> [Problem requirements]:
Reproduce the material below in full, substituting "Points" for every occurrence of "Marks" and leaving everything else unchanged.

> [Raw data]:

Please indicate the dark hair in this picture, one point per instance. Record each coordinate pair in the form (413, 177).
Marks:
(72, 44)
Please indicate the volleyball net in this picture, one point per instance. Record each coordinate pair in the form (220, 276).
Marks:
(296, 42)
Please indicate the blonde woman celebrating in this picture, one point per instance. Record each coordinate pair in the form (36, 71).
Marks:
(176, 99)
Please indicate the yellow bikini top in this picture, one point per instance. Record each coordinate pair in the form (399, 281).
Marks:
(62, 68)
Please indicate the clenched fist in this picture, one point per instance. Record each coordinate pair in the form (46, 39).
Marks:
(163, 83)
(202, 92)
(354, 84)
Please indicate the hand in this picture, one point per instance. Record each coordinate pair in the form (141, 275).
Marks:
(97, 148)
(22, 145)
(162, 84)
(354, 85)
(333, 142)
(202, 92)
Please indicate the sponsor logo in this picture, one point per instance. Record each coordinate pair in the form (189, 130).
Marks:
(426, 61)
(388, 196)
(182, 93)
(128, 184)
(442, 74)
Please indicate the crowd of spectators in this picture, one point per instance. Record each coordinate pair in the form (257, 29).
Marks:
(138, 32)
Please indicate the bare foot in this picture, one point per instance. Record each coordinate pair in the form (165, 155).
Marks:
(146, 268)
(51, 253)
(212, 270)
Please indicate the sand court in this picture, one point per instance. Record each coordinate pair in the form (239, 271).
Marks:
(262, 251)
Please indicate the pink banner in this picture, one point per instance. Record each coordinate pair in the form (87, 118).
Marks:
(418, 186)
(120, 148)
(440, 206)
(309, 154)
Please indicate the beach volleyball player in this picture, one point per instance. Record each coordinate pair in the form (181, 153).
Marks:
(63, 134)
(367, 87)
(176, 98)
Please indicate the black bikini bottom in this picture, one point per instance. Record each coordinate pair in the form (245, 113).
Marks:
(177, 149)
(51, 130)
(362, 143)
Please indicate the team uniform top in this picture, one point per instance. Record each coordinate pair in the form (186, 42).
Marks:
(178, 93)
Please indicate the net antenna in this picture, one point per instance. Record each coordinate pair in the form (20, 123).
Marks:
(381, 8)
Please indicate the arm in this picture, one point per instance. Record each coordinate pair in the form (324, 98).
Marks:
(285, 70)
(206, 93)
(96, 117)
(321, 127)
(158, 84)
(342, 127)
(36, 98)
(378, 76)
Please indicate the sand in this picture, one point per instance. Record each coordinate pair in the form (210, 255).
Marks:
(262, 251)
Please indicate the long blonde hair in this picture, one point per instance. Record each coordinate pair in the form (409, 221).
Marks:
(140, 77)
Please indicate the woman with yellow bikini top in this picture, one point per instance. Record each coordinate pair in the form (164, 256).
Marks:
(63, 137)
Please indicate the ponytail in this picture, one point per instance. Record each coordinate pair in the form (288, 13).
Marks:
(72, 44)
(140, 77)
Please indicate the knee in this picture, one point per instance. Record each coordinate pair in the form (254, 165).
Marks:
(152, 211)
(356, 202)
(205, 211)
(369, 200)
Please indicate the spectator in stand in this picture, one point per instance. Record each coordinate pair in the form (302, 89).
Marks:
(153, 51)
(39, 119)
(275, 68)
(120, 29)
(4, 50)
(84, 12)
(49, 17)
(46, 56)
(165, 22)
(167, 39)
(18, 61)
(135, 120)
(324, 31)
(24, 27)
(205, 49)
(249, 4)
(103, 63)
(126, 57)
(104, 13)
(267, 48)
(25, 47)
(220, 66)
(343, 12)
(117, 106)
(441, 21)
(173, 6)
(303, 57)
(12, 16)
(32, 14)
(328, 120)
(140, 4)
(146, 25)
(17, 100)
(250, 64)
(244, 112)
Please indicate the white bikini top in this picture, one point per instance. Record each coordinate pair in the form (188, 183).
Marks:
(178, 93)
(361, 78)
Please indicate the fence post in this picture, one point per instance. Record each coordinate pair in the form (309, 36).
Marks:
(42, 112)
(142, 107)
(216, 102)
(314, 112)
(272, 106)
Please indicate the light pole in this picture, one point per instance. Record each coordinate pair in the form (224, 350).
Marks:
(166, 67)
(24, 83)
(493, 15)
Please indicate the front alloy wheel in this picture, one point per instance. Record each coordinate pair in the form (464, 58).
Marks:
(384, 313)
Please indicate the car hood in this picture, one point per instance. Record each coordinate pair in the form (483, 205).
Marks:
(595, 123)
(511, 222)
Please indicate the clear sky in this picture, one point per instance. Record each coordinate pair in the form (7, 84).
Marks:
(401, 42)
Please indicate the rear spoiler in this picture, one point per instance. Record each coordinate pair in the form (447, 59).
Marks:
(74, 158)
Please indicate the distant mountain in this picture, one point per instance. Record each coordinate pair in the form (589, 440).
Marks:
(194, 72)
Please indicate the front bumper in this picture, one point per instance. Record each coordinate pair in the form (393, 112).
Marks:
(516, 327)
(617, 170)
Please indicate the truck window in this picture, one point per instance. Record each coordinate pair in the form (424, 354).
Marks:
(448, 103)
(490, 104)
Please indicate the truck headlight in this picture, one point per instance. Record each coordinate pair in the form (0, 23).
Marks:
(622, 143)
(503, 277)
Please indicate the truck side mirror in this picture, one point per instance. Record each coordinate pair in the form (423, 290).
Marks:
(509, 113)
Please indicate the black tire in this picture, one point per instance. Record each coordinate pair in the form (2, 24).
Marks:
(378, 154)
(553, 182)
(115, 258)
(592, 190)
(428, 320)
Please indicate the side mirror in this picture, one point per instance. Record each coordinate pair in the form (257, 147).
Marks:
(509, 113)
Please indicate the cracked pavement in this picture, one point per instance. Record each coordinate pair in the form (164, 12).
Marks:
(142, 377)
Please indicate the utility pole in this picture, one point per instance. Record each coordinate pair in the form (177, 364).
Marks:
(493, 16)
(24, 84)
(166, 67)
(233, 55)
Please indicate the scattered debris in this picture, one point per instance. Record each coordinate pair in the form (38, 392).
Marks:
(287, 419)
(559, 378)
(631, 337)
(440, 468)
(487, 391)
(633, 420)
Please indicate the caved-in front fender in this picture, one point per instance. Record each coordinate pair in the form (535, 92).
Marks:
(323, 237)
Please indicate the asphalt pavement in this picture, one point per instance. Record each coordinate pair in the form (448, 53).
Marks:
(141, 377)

> [Output of the exercise]:
Please indicate the dark hair in this picture, one point per instance. Record each coordinate pair in the form (413, 177).
Points:
(72, 44)
Please indicate the volleyball net in this picture, one point per instance. Record each coordinate pair in the form (220, 276).
Points:
(296, 42)
Please indicate the blonde woman celebrating in this picture, one point per instance. Record each coordinate pair in the form (36, 71).
Points:
(176, 99)
Please indicate the yellow bikini top in this picture, one point per instance. Record each coordinate pair in the form (399, 281).
Points:
(62, 68)
Please indicate the clenched fist in this picture, one point per instance. Record each coordinate pair in the form (46, 39).
Points:
(163, 83)
(202, 92)
(354, 84)
Please indicate the hand in this picture, one point per instance. Record each coordinate pair in the form (141, 275).
Points:
(97, 148)
(22, 145)
(162, 84)
(354, 85)
(333, 142)
(202, 92)
Please indicate the sponsor logo in this picture, one point per instance. Record each coordinate pair in the form (189, 130).
Points:
(426, 61)
(388, 196)
(182, 93)
(128, 184)
(442, 74)
Please indicate the crowd of spectators in this picture, one point per instance. Record each coordinate pair in the form (257, 29).
Points:
(138, 32)
Please indicate the bare foot in this picture, one point per instance. Record each coordinate pair in the form (165, 155).
Points:
(146, 268)
(51, 253)
(212, 270)
Please indicate the sand court in this picture, one point per instance. Record each coordinate pair in the form (239, 271).
Points:
(262, 251)
Please indicate the pink banner in this picture, one point per instance. Record each coordinate pair in the form (87, 118).
Points:
(418, 186)
(120, 148)
(440, 206)
(309, 154)
Please indicate the beach volleyball player in this picture, one point per instance. Record each coordinate pair in the form (181, 153).
Points:
(63, 134)
(367, 87)
(176, 98)
Please indicate the black bikini bottom in this picture, one point per instance. Record each coordinate pair in the form (245, 113).
Points:
(177, 149)
(51, 130)
(362, 143)
Please indicate the team uniform top in this picture, one point per instance. Record each coordinate pair in the form (186, 42).
Points:
(178, 93)
Please indicate the net antenna in this picture, one point per instance. Record each coordinate pair in the form (20, 123).
Points:
(381, 8)
Please indicate the arm in this picture, one point per instance. Record each coordinate pair in the form (324, 98).
Points:
(285, 70)
(206, 93)
(96, 117)
(321, 127)
(158, 84)
(342, 127)
(36, 98)
(378, 76)
Please indicate the sand in this picture, one point per instance. Record each coordinate pair in the form (210, 255).
Points:
(262, 251)
Please indicate the long blonde hair in this picture, one point per instance. Record each coordinate pair in the form (409, 221).
Points:
(140, 77)
Please indicate the woman with yellow bikini top in this picture, one point per instance. Record each coordinate pair in the form (164, 256).
Points:
(63, 137)
Please indicate the ponytail in this picture, one point per instance. Record each coordinate pair in the form (288, 13).
Points:
(72, 44)
(140, 77)
Please indicate the knee in this picture, one point per instance. Record each coordinate pair in the form (254, 165).
Points:
(152, 211)
(356, 202)
(205, 211)
(369, 200)
Please indicate the spectator in stand in this picture, one point per instance. Record each coordinate pair in the form (302, 89).
Points:
(153, 51)
(39, 119)
(275, 68)
(120, 29)
(4, 50)
(84, 12)
(49, 17)
(46, 56)
(165, 22)
(167, 39)
(18, 61)
(135, 120)
(324, 31)
(24, 27)
(205, 49)
(249, 4)
(103, 63)
(126, 57)
(104, 13)
(267, 48)
(25, 47)
(220, 66)
(343, 12)
(117, 106)
(441, 21)
(173, 6)
(303, 57)
(12, 16)
(32, 14)
(328, 120)
(140, 4)
(146, 25)
(17, 100)
(250, 64)
(244, 112)
Please indicate the white bikini top in this picture, one point per instance. Record each coordinate pair in the form (188, 183).
Points:
(178, 93)
(361, 78)
Please indicate the fence post in this picture, one point per instance. Record each coordinate pair in the form (309, 36).
Points:
(42, 112)
(142, 107)
(216, 102)
(314, 112)
(272, 106)
Please indicate the light pole in this picture, one point per instance. Record each coordinate pair in the form (224, 350).
Points:
(166, 67)
(24, 83)
(493, 15)
Please indicate the front alloy wheel in this picture, one point per instance. Record each coordinate pair in the form (464, 58).
Points:
(384, 313)
Please indicate the car hood in this picture, one point per instance. Record each coordinate pair in the form (483, 205).
Points:
(595, 123)
(511, 222)
Please indicate the clear sky in this picture, one point per instance. Record each coordinate pair in the form (7, 84).
Points:
(401, 42)
Please indicate the rear spoiler in this picture, one point per instance. Record each coordinate pair in the form (447, 59).
Points:
(74, 158)
Please indicate the distant mountain in this picture, one point per instance. Record each coordinate pair in the form (589, 440).
Points:
(194, 72)
Please indicate the front bumper in this picture, one point per instance. Record each coordinate pair in the form (393, 112).
Points:
(516, 327)
(617, 170)
Please indicate the truck window in this picture, one point per instance. Record each coordinate pair in the form (424, 354).
Points:
(448, 103)
(490, 104)
Please indicate the truck headlight in this picture, one point per instance. Record each coordinate pair in the form (0, 23).
Points:
(622, 143)
(503, 277)
Please indicate the truck side mirror in this picture, one point per instance. Record each coordinate pair in the form (423, 290).
Points:
(509, 113)
Please indicate the black tire in this picture, one point per instance. Record each coordinate pair in the form (2, 24).
Points:
(378, 154)
(553, 182)
(115, 258)
(592, 190)
(428, 320)
Please indicate the side mirror in this picture, one point per instance. Record each coordinate pair in the form (257, 147).
Points:
(509, 113)
Please indicate the cracked pavement in this picture, one point per instance. Record each coordinate pair in the form (164, 12).
Points:
(142, 377)
Please indicate the utility pole in this picture, one point per instance. Record each coordinate pair in the form (177, 364).
Points:
(493, 16)
(24, 84)
(166, 67)
(233, 55)
Please indicate the scattered debris in this picture, one point per instance. Record each coordinate pair in the form (38, 392).
Points:
(287, 419)
(559, 378)
(631, 337)
(440, 468)
(487, 391)
(633, 420)
Please indicate the caved-in front fender in this picture, one point per instance. Record each coordinate pair in the form (535, 92).
Points:
(323, 237)
Please indicate the asphalt pavement in this picture, one point per instance. Record each coordinate pair in the form (448, 53).
Points:
(141, 377)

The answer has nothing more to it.